---- INPUT MATERIAL

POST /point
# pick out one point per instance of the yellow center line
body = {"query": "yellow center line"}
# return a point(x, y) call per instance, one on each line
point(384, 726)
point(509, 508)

--------

- PROBLEM -
Render the records above as a two-column CSV with the header input,output and one row per record. Put each record's text in input and its answer in output, enclosing every field in quotes and replacing line breaks with spaces.

- THE ANSWER -
input,output
"POST /point # pick out one point per instance of the yellow center line body = {""query"": ""yellow center line""} # return a point(x, y) call per instance, one on each line","point(384, 726) point(509, 508)"